## [WHAT YOU HAVE TO DO]
Your answer should be one number: the count of lines in the data below that include "bulletin".

## [SOURCE INFORMATION]
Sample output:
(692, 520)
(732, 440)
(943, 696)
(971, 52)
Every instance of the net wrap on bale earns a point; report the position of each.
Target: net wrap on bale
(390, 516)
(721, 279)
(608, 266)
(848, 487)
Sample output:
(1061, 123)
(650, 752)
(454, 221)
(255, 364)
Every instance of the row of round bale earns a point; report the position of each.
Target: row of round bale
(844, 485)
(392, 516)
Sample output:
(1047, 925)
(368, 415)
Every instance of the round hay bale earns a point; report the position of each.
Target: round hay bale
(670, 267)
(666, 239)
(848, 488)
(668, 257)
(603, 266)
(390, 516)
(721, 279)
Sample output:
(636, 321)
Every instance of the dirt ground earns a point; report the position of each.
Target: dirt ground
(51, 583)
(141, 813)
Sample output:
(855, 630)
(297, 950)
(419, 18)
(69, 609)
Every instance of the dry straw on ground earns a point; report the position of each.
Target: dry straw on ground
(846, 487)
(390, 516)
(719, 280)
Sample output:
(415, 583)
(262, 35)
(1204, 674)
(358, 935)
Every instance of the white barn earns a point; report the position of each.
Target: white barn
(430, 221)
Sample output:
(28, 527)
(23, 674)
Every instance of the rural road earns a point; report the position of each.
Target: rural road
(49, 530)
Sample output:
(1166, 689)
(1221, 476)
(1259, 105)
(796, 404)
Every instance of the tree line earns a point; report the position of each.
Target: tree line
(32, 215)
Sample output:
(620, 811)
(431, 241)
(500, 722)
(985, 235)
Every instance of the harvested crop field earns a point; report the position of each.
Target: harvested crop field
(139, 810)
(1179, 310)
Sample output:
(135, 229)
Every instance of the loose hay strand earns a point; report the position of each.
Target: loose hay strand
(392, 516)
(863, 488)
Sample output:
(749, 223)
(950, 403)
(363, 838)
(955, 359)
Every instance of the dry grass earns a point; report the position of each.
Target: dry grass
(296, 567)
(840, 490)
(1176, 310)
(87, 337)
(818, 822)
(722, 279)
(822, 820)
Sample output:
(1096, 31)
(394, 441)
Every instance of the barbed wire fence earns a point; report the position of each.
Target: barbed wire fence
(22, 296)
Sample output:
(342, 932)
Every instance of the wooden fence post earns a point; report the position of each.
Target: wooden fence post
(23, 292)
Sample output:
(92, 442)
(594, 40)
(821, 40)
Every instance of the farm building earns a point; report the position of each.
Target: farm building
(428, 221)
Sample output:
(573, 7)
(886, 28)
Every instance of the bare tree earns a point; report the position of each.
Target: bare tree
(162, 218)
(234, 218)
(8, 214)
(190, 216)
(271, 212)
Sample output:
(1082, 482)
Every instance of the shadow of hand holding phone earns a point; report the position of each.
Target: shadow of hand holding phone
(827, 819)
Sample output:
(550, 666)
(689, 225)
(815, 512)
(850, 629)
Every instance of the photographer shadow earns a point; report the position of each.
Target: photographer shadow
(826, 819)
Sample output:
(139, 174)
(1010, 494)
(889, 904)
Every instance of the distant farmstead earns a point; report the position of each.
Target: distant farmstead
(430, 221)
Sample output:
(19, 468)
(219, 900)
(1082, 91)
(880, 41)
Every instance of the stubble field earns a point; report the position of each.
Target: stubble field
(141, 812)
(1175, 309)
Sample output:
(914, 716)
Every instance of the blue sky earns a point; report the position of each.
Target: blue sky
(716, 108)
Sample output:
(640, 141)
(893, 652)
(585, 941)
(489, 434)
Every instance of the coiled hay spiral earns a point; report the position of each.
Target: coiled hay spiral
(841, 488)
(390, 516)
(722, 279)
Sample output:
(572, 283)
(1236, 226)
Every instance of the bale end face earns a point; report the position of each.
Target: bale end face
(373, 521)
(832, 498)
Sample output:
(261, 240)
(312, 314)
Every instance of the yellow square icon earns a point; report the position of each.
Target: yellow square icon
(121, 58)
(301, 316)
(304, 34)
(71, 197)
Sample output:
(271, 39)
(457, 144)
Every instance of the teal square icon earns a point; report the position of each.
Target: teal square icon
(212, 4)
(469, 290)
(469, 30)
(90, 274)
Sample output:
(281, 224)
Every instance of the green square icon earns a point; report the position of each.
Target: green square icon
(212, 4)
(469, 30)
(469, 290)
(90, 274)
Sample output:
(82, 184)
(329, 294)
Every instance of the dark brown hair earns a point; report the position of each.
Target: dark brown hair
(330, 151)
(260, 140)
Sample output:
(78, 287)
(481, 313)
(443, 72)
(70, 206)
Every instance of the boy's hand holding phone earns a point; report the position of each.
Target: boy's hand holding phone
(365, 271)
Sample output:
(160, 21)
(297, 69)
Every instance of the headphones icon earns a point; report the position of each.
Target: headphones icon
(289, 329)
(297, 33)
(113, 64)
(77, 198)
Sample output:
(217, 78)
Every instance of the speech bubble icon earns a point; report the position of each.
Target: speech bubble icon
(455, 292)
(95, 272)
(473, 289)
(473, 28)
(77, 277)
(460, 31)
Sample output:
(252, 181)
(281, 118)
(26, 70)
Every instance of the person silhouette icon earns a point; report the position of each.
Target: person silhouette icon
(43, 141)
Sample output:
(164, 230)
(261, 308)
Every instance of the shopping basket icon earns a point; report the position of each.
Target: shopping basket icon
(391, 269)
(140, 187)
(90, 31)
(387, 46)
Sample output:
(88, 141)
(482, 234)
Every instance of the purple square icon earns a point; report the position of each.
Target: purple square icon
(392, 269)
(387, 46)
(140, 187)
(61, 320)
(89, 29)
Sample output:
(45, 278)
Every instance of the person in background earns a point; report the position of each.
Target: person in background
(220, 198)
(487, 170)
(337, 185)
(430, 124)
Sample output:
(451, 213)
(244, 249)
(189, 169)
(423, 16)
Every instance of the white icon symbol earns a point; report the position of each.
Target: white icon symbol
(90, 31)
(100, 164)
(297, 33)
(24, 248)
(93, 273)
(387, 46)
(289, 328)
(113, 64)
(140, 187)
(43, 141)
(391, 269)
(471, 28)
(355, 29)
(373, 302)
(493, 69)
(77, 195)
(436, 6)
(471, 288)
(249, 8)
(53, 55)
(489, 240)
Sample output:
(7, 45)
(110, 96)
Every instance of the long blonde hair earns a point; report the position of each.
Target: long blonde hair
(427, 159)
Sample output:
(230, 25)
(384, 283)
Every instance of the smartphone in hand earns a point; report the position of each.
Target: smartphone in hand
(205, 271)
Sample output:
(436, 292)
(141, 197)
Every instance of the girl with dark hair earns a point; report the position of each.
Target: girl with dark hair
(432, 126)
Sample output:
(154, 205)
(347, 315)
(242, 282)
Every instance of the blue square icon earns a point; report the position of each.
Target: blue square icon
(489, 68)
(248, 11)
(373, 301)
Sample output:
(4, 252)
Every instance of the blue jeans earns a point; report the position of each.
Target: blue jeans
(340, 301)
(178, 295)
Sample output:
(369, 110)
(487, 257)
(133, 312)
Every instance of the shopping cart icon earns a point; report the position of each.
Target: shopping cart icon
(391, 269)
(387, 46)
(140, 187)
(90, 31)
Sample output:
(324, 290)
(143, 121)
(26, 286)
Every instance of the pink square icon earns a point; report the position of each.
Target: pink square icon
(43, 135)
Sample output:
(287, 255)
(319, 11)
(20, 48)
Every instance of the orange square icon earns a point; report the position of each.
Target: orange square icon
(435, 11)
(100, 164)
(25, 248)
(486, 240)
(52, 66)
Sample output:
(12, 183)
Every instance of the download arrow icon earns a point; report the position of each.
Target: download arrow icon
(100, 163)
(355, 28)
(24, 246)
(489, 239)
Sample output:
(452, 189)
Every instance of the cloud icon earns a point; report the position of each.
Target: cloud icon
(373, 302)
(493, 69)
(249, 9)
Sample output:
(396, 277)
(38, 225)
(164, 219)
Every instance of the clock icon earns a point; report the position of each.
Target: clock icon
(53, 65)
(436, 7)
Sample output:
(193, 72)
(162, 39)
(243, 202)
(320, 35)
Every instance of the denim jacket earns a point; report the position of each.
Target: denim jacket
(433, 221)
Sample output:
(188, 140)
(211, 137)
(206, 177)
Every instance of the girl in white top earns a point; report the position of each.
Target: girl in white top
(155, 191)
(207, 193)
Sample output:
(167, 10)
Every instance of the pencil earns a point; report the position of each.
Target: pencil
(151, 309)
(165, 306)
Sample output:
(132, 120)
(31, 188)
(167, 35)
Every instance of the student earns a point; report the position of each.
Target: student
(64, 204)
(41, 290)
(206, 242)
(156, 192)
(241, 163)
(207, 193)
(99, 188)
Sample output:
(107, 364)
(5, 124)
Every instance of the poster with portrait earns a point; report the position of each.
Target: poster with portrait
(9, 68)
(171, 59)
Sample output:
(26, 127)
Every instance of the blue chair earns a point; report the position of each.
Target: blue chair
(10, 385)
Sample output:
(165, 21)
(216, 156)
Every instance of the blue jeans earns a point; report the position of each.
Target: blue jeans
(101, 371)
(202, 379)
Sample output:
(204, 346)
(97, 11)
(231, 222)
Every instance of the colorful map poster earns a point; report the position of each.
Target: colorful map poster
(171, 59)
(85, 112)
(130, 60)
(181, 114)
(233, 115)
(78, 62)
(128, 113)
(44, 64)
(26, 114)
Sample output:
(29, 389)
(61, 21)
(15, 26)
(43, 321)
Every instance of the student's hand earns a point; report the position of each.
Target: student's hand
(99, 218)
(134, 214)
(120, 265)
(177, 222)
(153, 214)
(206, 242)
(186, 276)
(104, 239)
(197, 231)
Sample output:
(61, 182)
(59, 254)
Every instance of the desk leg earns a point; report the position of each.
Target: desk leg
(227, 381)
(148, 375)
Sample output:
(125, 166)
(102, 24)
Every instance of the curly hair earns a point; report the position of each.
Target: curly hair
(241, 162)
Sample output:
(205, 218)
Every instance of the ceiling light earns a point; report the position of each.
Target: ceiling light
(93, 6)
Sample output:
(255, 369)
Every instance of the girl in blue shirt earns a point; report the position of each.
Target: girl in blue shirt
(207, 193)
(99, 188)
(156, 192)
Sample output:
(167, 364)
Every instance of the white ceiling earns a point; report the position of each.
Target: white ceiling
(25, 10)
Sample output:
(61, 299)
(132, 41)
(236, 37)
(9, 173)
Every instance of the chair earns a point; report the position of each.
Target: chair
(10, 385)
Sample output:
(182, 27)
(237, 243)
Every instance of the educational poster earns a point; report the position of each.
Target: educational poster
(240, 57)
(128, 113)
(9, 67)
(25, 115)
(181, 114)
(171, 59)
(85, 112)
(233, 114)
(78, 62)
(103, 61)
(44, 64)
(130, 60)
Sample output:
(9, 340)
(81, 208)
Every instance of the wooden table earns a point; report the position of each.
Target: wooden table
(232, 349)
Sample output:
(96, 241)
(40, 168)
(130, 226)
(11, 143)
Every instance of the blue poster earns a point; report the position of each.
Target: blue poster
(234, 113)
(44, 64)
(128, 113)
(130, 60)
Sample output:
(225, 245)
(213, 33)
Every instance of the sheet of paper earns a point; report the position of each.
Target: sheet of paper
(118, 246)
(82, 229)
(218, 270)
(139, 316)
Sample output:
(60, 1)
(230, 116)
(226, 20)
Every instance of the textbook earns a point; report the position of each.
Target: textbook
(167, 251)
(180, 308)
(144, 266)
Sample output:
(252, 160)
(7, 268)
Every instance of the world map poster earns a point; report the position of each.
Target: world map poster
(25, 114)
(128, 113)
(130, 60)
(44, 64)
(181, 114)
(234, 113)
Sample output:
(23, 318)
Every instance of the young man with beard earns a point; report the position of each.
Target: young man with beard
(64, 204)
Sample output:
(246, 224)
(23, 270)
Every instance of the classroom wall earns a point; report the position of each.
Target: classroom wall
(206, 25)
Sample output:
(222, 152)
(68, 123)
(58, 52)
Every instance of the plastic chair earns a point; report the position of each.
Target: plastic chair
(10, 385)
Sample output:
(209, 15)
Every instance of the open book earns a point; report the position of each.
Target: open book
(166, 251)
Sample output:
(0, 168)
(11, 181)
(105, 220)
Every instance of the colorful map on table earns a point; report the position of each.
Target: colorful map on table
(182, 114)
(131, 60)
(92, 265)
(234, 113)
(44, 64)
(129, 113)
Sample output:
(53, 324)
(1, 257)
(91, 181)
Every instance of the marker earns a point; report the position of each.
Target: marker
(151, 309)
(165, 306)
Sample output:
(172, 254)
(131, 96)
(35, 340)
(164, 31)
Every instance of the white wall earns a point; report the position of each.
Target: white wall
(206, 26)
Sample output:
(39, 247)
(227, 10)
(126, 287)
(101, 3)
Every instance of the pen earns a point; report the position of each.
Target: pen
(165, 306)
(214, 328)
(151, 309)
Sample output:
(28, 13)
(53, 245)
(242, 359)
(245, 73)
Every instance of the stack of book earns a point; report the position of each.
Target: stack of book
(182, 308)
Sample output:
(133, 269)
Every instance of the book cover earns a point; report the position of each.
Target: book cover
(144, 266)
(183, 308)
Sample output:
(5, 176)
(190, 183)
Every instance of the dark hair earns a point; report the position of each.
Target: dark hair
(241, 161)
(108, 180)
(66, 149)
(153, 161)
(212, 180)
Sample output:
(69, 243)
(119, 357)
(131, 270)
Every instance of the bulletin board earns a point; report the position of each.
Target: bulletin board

## [RESULT OF THIS EXERCISE]
2